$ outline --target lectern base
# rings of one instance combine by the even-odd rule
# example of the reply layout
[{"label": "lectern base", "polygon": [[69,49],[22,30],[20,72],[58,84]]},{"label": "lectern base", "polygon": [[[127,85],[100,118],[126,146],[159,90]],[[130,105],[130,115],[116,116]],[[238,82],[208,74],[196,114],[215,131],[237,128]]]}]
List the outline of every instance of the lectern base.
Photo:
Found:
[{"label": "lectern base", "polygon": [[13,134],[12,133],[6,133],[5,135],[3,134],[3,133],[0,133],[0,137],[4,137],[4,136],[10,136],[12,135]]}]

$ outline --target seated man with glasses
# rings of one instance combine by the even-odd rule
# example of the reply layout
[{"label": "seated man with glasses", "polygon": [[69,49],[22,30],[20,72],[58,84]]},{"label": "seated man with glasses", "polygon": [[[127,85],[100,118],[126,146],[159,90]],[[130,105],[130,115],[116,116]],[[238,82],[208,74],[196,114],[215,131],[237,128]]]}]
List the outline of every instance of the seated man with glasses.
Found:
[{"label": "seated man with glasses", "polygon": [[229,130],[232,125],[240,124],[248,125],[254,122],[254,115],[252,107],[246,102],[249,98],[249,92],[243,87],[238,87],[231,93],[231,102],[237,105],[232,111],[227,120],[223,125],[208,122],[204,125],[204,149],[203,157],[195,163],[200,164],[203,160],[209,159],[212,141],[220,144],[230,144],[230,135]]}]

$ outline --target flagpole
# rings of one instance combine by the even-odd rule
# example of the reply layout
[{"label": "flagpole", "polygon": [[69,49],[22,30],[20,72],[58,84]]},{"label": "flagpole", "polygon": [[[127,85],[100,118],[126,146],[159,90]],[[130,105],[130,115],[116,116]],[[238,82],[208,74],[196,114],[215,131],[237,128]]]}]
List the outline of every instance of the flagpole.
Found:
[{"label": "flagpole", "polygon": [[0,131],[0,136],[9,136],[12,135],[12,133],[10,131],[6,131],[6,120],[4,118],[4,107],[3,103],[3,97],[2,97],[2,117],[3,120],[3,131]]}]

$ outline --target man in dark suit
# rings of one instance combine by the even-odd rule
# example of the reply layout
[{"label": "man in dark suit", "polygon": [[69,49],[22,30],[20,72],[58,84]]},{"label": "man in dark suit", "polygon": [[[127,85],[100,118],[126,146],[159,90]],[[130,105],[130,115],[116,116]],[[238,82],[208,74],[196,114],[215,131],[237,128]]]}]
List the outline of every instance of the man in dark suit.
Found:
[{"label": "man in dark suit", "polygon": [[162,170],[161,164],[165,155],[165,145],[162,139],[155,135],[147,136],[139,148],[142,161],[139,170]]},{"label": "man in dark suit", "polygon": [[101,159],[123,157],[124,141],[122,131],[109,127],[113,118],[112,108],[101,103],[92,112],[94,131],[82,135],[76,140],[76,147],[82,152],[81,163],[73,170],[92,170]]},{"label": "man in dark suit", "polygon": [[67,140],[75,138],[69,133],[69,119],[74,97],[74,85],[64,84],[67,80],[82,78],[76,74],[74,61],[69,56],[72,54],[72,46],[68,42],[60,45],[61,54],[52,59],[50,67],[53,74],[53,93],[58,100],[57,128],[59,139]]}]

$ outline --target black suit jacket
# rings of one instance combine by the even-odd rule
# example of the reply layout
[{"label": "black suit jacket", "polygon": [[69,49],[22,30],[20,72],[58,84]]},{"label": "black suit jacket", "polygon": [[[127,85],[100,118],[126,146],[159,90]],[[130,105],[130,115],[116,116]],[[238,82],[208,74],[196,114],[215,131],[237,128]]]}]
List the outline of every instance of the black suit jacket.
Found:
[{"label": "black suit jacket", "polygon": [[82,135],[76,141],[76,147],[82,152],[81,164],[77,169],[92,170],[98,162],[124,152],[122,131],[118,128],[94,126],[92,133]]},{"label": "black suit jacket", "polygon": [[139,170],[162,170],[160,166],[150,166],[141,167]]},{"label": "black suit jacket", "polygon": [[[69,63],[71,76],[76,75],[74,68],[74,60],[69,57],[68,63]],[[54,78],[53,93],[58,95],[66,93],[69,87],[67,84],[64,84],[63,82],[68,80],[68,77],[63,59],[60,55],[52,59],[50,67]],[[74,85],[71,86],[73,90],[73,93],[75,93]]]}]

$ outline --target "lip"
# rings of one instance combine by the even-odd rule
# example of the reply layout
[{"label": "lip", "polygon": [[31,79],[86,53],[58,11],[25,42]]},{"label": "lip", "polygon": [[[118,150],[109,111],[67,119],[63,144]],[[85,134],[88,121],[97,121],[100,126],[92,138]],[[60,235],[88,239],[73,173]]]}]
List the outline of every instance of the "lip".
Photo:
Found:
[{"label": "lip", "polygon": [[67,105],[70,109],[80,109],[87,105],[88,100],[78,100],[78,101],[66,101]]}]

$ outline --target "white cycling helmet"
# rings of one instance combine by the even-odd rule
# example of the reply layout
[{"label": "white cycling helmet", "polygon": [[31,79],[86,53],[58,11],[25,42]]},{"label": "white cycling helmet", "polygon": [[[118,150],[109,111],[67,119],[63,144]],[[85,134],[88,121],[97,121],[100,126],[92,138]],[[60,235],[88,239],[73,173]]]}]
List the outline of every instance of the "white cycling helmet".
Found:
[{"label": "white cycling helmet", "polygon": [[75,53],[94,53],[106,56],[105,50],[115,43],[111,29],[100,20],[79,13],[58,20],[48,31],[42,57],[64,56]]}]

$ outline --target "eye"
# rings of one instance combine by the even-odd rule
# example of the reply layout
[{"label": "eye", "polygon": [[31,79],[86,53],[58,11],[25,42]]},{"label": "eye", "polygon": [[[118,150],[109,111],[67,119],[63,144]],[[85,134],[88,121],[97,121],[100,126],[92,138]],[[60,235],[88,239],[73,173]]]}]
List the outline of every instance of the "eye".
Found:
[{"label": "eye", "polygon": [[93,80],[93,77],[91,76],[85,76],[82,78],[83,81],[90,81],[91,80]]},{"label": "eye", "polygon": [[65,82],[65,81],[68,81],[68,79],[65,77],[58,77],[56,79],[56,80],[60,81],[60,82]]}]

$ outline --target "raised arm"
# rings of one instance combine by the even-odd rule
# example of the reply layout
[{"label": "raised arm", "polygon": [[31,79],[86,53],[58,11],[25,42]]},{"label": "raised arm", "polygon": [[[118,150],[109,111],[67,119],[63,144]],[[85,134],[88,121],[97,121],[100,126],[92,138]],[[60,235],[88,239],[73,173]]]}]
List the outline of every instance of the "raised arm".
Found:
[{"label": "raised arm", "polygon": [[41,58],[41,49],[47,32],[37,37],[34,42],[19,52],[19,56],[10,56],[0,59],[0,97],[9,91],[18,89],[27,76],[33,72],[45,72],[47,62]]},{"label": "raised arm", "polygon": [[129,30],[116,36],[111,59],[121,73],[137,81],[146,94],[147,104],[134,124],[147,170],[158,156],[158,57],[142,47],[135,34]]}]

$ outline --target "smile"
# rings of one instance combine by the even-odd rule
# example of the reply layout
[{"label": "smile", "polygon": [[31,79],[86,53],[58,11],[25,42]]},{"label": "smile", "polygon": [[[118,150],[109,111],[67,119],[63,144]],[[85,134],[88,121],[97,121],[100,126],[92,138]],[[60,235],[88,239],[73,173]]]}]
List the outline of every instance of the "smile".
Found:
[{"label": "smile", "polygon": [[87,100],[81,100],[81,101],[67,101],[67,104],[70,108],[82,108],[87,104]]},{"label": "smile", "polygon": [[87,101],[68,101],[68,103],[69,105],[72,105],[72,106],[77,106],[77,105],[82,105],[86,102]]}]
+---+
**What you will do**
Output the lines above verbatim and in full.

**Task solution**
$ outline --target lectern base
# rings of one instance combine by the even-odd rule
# example of the reply layout
[{"label": "lectern base", "polygon": [[69,49],[22,30],[20,72],[58,84]]},{"label": "lectern base", "polygon": [[[127,85],[100,118],[126,146],[159,90]],[[130,105],[130,115],[116,116]],[[238,82],[208,74],[196,114],[215,131],[237,128]]]}]
List the outline of every instance of the lectern base.
Photo:
Found:
[{"label": "lectern base", "polygon": [[13,134],[12,133],[6,133],[5,135],[3,134],[3,133],[0,133],[0,137],[4,137],[4,136],[10,136],[12,135]]}]

$ outline --target seated man with glasses
# rings of one instance combine by the even-odd rule
# example of the reply layout
[{"label": "seated man with glasses", "polygon": [[69,49],[22,30],[20,72],[58,84]]},{"label": "seated man with glasses", "polygon": [[[127,85],[100,118],[126,146],[159,90]],[[130,105],[130,115],[116,116]],[[238,82],[208,74],[196,114],[215,131],[237,128]]]}]
List the outline of every instance of the seated man with glasses.
Found:
[{"label": "seated man with glasses", "polygon": [[229,130],[232,125],[240,124],[248,125],[254,122],[254,115],[252,107],[246,102],[249,98],[249,92],[243,87],[238,87],[231,93],[231,102],[237,105],[232,111],[227,120],[223,125],[208,122],[204,125],[204,149],[203,157],[195,163],[200,164],[203,160],[209,159],[212,141],[220,144],[230,144],[230,135]]}]

$ outline --target flagpole
# rings of one instance combine by the even-odd rule
# example of the reply layout
[{"label": "flagpole", "polygon": [[69,49],[22,30],[20,72],[58,84]]},{"label": "flagpole", "polygon": [[[127,85],[100,118],[126,146],[159,90]],[[130,105],[130,115],[116,116]],[[238,82],[208,74],[196,114],[215,131],[237,128]]]}]
List the outline of every instance of the flagpole.
Found:
[{"label": "flagpole", "polygon": [[0,131],[0,136],[9,136],[12,135],[12,133],[10,131],[6,131],[6,120],[4,118],[4,107],[3,103],[3,97],[2,97],[2,117],[3,120],[3,131]]}]

$ outline --target man in dark suit
# rings of one instance combine by the even-odd rule
# example of the reply layout
[{"label": "man in dark suit", "polygon": [[69,49],[22,30],[20,72],[58,84]]},{"label": "man in dark suit", "polygon": [[[127,85],[100,118],[126,146],[159,90]],[[130,105],[130,115],[116,116]],[[238,82],[208,74],[196,114],[215,131],[237,128]]]}]
List the outline of every instance of the man in dark suit.
Found:
[{"label": "man in dark suit", "polygon": [[162,170],[161,164],[165,155],[165,145],[162,139],[155,135],[147,136],[139,148],[142,161],[139,170]]},{"label": "man in dark suit", "polygon": [[101,159],[123,157],[124,141],[122,131],[109,127],[113,118],[112,108],[101,103],[92,112],[94,131],[82,135],[76,140],[76,147],[82,152],[81,163],[73,170],[92,170]]},{"label": "man in dark suit", "polygon": [[67,140],[75,138],[69,133],[69,119],[74,97],[74,85],[64,84],[67,80],[82,78],[76,74],[74,61],[69,56],[72,54],[72,46],[68,42],[60,45],[61,54],[52,59],[50,67],[53,74],[53,93],[58,100],[57,128],[59,139]]}]

$ outline --target black suit jacket
# rings of one instance combine by the even-odd rule
# example of the reply layout
[{"label": "black suit jacket", "polygon": [[69,49],[22,30],[20,72],[58,84]]},{"label": "black suit jacket", "polygon": [[[127,85],[100,118],[126,146],[159,90]],[[130,105],[130,115],[116,116]],[[238,82],[208,74],[196,114],[215,131],[237,128]]]}]
List the outline of every instance of the black suit jacket.
Found:
[{"label": "black suit jacket", "polygon": [[82,135],[76,141],[76,147],[82,152],[81,164],[77,169],[92,170],[98,162],[124,152],[122,131],[118,128],[94,126],[92,133]]},{"label": "black suit jacket", "polygon": [[139,170],[162,170],[160,166],[150,166],[141,167]]},{"label": "black suit jacket", "polygon": [[[69,63],[71,76],[76,75],[74,68],[74,60],[69,57],[68,63]],[[54,78],[53,93],[58,95],[66,93],[69,87],[67,84],[64,84],[63,82],[68,80],[68,77],[63,59],[60,55],[52,59],[50,67]],[[74,85],[71,86],[73,90],[73,93],[75,93]]]}]

$ outline --target "lip"
# rings of one instance combine by the even-odd rule
# example of the reply layout
[{"label": "lip", "polygon": [[31,79],[86,53],[58,11],[25,42]]},{"label": "lip", "polygon": [[[118,150],[109,111],[67,119],[63,144]],[[85,134],[88,121],[97,121],[100,126],[92,138]],[[60,235],[88,239],[73,173]]]}]
List the outline of every instance of the "lip".
Photo:
Found:
[{"label": "lip", "polygon": [[67,105],[70,109],[80,109],[87,105],[88,100],[78,100],[78,101],[66,101]]}]

$ outline --target "white cycling helmet"
# rings of one instance combine by the even-odd rule
# example of the reply layout
[{"label": "white cycling helmet", "polygon": [[31,79],[86,53],[58,11],[25,42]]},{"label": "white cycling helmet", "polygon": [[[118,150],[109,111],[67,119],[63,144]],[[85,134],[88,121],[97,121],[100,126],[92,138]],[[60,235],[88,239],[73,173]]]}]
List the outline of every instance of the "white cycling helmet".
Found:
[{"label": "white cycling helmet", "polygon": [[75,53],[94,53],[106,56],[105,50],[115,43],[111,29],[100,20],[79,13],[58,20],[48,31],[42,57],[64,56]]}]

$ outline --target "eye"
# rings of one instance combine by the even-odd rule
# example of the reply layout
[{"label": "eye", "polygon": [[31,79],[86,53],[58,11],[25,42]]},{"label": "eye", "polygon": [[[118,150],[109,111],[67,119],[63,144]],[[85,134],[88,121],[97,121],[100,126],[92,138]],[[60,235],[88,239],[73,173]]]}]
List the outline of every instance of the "eye".
Found:
[{"label": "eye", "polygon": [[93,80],[93,77],[91,76],[85,76],[82,78],[83,81],[90,81],[91,80]]},{"label": "eye", "polygon": [[65,82],[65,81],[68,81],[68,79],[65,77],[58,77],[56,79],[56,80],[60,81],[60,82]]}]

$ outline --target "raised arm"
# rings of one instance combine by the even-odd rule
# example of the reply layout
[{"label": "raised arm", "polygon": [[31,79],[86,53],[58,11],[25,42]]},{"label": "raised arm", "polygon": [[[118,150],[109,111],[67,119],[63,144]],[[85,134],[88,121],[97,121],[100,126],[92,138]],[[60,235],[88,239],[73,173]]]}]
List the outline of every instance of the "raised arm".
Found:
[{"label": "raised arm", "polygon": [[41,58],[41,49],[47,32],[37,37],[34,42],[19,52],[19,56],[10,56],[0,59],[0,97],[9,91],[18,89],[27,76],[33,72],[45,72],[47,62]]},{"label": "raised arm", "polygon": [[129,30],[116,36],[111,59],[121,73],[137,81],[146,94],[147,104],[134,124],[147,170],[158,156],[158,57],[142,47],[135,34]]}]

$ outline --target "smile"
# rings of one instance combine by the even-odd rule
# example of the reply layout
[{"label": "smile", "polygon": [[31,79],[86,53],[58,11],[25,42]]},{"label": "smile", "polygon": [[[118,150],[109,111],[67,119],[63,144]],[[85,134],[88,121],[97,121],[100,126],[92,138]],[[60,235],[88,239],[73,173]]]}]
List the outline of every instance of the "smile".
Found:
[{"label": "smile", "polygon": [[87,100],[81,100],[81,101],[67,101],[67,104],[70,108],[82,108],[87,104]]},{"label": "smile", "polygon": [[87,101],[68,101],[68,103],[69,105],[72,105],[72,106],[77,106],[77,105],[82,105],[86,102]]}]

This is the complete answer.